Assignment: Read the entries that follow and give each one again precisely.

Natural-language object grounding data
━━━━━━━━━━

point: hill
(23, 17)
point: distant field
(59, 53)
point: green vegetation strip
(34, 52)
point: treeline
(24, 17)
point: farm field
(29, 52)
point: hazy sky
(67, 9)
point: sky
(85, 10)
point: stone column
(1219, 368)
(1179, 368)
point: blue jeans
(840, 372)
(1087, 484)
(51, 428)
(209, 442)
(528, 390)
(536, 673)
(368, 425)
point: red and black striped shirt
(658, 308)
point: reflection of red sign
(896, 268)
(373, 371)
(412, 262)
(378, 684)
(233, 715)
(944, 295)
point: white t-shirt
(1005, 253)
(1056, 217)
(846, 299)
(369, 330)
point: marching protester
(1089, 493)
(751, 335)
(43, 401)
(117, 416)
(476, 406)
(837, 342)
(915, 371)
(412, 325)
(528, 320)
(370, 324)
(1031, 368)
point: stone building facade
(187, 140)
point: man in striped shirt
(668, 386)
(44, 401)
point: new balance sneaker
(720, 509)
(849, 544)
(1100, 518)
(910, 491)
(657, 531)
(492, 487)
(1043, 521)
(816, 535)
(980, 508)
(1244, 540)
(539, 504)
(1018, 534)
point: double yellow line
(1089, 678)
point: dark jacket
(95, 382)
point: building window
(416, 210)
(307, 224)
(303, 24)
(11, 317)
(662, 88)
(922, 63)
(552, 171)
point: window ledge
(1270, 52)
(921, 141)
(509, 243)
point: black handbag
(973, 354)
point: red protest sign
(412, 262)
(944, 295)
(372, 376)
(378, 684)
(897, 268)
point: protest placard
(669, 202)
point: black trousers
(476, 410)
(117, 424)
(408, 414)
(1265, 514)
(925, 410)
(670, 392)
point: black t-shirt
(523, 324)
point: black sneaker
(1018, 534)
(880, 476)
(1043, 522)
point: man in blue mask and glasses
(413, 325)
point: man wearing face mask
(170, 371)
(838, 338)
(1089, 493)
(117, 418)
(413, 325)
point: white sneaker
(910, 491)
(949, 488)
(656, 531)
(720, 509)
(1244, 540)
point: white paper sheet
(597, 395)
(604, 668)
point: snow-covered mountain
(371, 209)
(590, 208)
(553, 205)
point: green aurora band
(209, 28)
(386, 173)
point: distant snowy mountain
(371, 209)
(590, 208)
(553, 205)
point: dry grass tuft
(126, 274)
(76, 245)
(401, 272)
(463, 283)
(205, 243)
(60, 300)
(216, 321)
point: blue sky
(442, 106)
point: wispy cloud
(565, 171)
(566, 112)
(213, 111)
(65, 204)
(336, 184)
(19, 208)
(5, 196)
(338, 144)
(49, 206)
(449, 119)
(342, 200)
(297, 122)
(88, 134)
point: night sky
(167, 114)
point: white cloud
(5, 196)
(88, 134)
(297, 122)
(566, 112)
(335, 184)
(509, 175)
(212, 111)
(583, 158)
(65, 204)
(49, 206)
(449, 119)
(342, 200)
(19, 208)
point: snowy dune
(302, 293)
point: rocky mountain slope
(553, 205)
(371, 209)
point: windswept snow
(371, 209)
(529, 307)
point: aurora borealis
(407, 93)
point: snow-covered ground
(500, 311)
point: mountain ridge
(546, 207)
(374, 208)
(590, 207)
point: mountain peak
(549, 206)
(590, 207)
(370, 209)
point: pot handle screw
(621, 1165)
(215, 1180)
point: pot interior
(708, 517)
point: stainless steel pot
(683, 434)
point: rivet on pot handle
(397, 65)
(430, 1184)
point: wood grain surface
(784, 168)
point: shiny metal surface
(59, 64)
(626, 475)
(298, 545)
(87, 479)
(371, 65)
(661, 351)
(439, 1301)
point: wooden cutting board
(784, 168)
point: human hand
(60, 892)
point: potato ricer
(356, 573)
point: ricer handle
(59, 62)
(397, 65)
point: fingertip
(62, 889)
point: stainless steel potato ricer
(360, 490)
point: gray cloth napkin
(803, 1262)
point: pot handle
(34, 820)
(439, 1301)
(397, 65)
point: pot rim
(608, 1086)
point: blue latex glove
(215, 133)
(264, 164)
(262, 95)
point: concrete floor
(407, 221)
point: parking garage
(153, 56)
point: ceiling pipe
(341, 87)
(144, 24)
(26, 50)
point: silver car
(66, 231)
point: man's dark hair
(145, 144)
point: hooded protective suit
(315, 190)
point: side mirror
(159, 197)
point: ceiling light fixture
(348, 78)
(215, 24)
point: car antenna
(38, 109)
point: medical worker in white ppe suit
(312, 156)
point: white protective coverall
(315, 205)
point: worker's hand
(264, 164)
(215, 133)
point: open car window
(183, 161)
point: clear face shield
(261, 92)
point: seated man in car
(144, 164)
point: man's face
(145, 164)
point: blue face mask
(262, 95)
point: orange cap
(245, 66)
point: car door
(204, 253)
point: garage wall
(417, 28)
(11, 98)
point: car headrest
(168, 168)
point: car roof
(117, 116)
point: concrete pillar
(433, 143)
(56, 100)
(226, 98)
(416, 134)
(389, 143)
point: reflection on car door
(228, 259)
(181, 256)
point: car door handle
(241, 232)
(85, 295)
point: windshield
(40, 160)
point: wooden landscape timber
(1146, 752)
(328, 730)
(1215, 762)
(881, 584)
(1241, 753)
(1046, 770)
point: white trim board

━━━━━━━━━━

Answer space:
point: hill
(23, 17)
point: distant field
(59, 53)
point: green vegetation strip
(34, 52)
point: treeline
(24, 17)
point: farm field
(29, 52)
point: hazy sky
(67, 9)
point: sky
(85, 10)
point: stone column
(1219, 368)
(1179, 368)
point: blue jeans
(840, 372)
(1087, 484)
(51, 428)
(209, 442)
(528, 390)
(536, 673)
(368, 425)
point: red and black striped shirt
(658, 308)
point: reflection of red sign
(896, 268)
(373, 371)
(412, 262)
(378, 684)
(233, 715)
(944, 295)
point: white t-shirt
(1005, 253)
(1056, 217)
(846, 299)
(369, 330)
point: marching protester
(1089, 493)
(751, 335)
(43, 401)
(117, 416)
(476, 406)
(837, 342)
(915, 371)
(412, 325)
(528, 320)
(370, 324)
(1031, 368)
point: stone building facade
(187, 140)
point: man in striped shirt
(668, 386)
(44, 401)
point: new balance sneaker
(720, 509)
(849, 544)
(1100, 518)
(910, 491)
(657, 531)
(492, 487)
(1043, 521)
(816, 535)
(980, 508)
(1244, 540)
(539, 504)
(1018, 534)
point: double yellow line
(1089, 678)
point: dark jacket
(95, 382)
point: building window
(416, 210)
(307, 224)
(303, 24)
(11, 317)
(662, 88)
(922, 63)
(552, 171)
point: window ledge
(1270, 52)
(921, 141)
(509, 243)
point: black handbag
(973, 354)
point: red protest sign
(412, 262)
(944, 295)
(372, 376)
(378, 684)
(897, 268)
point: protest placard
(669, 202)
point: black trousers
(476, 410)
(117, 424)
(408, 414)
(1265, 514)
(925, 410)
(670, 392)
point: black t-shirt
(523, 324)
point: black sneaker
(1018, 534)
(880, 476)
(1043, 522)
point: man in blue mask and glasses
(413, 325)
point: man wearing face mask
(170, 371)
(838, 338)
(1089, 493)
(117, 418)
(413, 325)
point: white sneaker
(910, 491)
(949, 488)
(656, 531)
(720, 509)
(1244, 540)
point: white paper sheet
(597, 395)
(604, 668)
point: snow-covered mountain
(371, 209)
(590, 208)
(553, 205)
point: green aurora band
(209, 28)
(386, 173)
point: distant snowy mountain
(371, 209)
(590, 208)
(553, 205)
point: dry grass tuft
(126, 274)
(76, 245)
(401, 272)
(463, 283)
(205, 243)
(60, 300)
(216, 321)
point: blue sky
(442, 106)
point: wispy cloud
(565, 171)
(566, 112)
(213, 111)
(65, 204)
(336, 184)
(19, 208)
(5, 196)
(338, 144)
(49, 206)
(449, 119)
(342, 200)
(297, 122)
(88, 134)
point: night sky
(167, 114)
point: white cloud
(5, 196)
(88, 134)
(297, 122)
(566, 112)
(335, 184)
(509, 175)
(212, 111)
(583, 158)
(65, 204)
(49, 206)
(449, 119)
(342, 200)
(19, 208)
point: snowy dune
(302, 293)
point: rocky mountain slope
(553, 205)
(371, 209)
point: windswept snow
(371, 209)
(529, 307)
point: aurora borealis
(407, 93)
point: snow-covered ground
(500, 311)
point: mountain ridge
(546, 207)
(374, 208)
(590, 207)
point: mountain peak
(549, 206)
(590, 207)
(370, 209)
point: pot handle screw
(621, 1165)
(215, 1180)
point: pot interior
(708, 517)
point: stainless steel pot
(683, 434)
point: rivet on pot handle
(397, 65)
(430, 1184)
point: wood grain surface
(784, 168)
point: shiny metal surface
(59, 64)
(626, 475)
(298, 545)
(87, 479)
(371, 65)
(661, 351)
(439, 1301)
point: wooden cutting board
(784, 168)
point: human hand
(60, 892)
point: potato ricer
(356, 573)
point: ricer handle
(59, 62)
(397, 65)
point: fingertip
(62, 889)
point: stainless steel potato ricer
(360, 490)
point: gray cloth napkin
(803, 1262)
point: pot handle
(34, 820)
(439, 1301)
(397, 65)
point: pot rim
(608, 1086)
point: blue latex glove
(215, 133)
(264, 164)
(262, 95)
point: concrete floor
(407, 221)
point: parking garage
(153, 56)
point: ceiling pipe
(341, 87)
(144, 24)
(26, 50)
point: silver car
(66, 231)
point: man's dark hair
(145, 144)
point: hooded protective suit
(315, 190)
point: side mirror
(159, 197)
point: ceiling light fixture
(348, 78)
(215, 24)
point: car antenna
(38, 109)
point: medical worker in white ppe suit
(312, 156)
point: white protective coverall
(315, 205)
point: worker's hand
(264, 164)
(215, 133)
point: open car window
(183, 161)
point: clear face shield
(261, 92)
point: seated man in car
(144, 164)
point: man's face
(145, 164)
point: blue face mask
(262, 95)
point: orange cap
(245, 66)
point: car door
(204, 253)
point: garage wall
(417, 28)
(11, 98)
point: car headrest
(168, 168)
point: car roof
(117, 116)
point: concrete pillar
(433, 143)
(56, 100)
(226, 98)
(416, 134)
(389, 143)
point: reflection on car door
(228, 259)
(181, 256)
point: car door handle
(241, 232)
(85, 295)
point: windshield
(40, 160)
point: wooden landscape timber
(1146, 752)
(328, 730)
(1215, 762)
(881, 584)
(1241, 753)
(1046, 770)
point: white trim board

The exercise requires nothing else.